▸ **EXERCISE DETAILS**
Would you please write out each entry precisely as given?

(Data items)
::::
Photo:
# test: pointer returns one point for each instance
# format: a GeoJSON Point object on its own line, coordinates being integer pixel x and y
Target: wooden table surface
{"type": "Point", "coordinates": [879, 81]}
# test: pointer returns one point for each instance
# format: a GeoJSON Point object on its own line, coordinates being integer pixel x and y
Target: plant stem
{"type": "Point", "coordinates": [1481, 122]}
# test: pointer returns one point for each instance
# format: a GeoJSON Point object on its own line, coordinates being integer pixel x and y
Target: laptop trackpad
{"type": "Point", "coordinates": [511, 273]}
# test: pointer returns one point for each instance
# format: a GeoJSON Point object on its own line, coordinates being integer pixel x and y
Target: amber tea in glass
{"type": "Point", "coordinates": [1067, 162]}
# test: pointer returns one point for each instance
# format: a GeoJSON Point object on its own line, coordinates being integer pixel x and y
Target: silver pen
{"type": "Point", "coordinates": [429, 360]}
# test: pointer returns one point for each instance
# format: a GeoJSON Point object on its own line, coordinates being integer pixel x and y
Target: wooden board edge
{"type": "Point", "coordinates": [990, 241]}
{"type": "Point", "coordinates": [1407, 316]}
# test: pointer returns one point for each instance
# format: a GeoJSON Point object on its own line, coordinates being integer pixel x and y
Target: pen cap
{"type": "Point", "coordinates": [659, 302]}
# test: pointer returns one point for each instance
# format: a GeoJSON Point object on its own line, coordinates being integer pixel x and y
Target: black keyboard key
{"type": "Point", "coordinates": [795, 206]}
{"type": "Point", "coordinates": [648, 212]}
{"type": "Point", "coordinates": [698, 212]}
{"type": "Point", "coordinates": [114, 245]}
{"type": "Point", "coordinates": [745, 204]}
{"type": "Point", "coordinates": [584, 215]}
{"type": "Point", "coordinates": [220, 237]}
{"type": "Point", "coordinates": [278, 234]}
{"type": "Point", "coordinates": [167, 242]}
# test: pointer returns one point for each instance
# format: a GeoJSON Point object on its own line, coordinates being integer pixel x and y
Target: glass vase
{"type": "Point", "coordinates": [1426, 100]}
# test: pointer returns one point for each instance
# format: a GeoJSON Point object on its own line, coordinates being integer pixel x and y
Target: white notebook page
::::
▸ **EXERCISE SOLUTION**
Photo:
# test: pointer returns one point for each instance
# format: a GeoJSON Point object on its own line, coordinates being integer pixel x and y
Target: wooden table surface
{"type": "Point", "coordinates": [879, 81]}
# test: pointer returns one point for each instance
# format: a GeoJSON Point object on its own line, coordinates being integer pixel x and y
Target: plant stem
{"type": "Point", "coordinates": [1481, 122]}
# test: pointer returns one point for each instance
# format: a GeoJSON Point object on its own line, coordinates being integer pixel x and y
Target: laptop trackpad
{"type": "Point", "coordinates": [511, 273]}
# test: pointer returns one point for each instance
# format: a GeoJSON Point object on its own line, coordinates being integer pixel x and y
Target: amber tea in glass
{"type": "Point", "coordinates": [1067, 162]}
# test: pointer returns one point for each instance
# format: a GeoJSON Point object on its own line, coordinates being integer pixel x and y
Target: silver pen
{"type": "Point", "coordinates": [429, 360]}
# test: pointer returns one point for each instance
# format: a GeoJSON Point object on its own line, coordinates being integer pixel x and y
Target: wooden board edge
{"type": "Point", "coordinates": [990, 241]}
{"type": "Point", "coordinates": [1407, 316]}
# test: pointer returns one point for each instance
# format: a GeoJSON Point object on its own line, coordinates being integer pixel x and y
Target: pen cap
{"type": "Point", "coordinates": [659, 302]}
# test: pointer returns one point for each instance
# format: a GeoJSON Point object on its own line, coordinates being integer pixel x and y
Target: black keyboard key
{"type": "Point", "coordinates": [795, 206]}
{"type": "Point", "coordinates": [648, 212]}
{"type": "Point", "coordinates": [698, 212]}
{"type": "Point", "coordinates": [114, 245]}
{"type": "Point", "coordinates": [745, 204]}
{"type": "Point", "coordinates": [584, 215]}
{"type": "Point", "coordinates": [220, 237]}
{"type": "Point", "coordinates": [278, 234]}
{"type": "Point", "coordinates": [167, 242]}
# test: pointer returns one point for each instance
# format: a GeoJSON Point object on its own line, coordinates being integer pixel x and y
Target: glass vase
{"type": "Point", "coordinates": [1426, 100]}
# test: pointer returns one point for each instance
# format: a GeoJSON Point object on its own line, coordinates being integer pixel x and y
Target: white notebook page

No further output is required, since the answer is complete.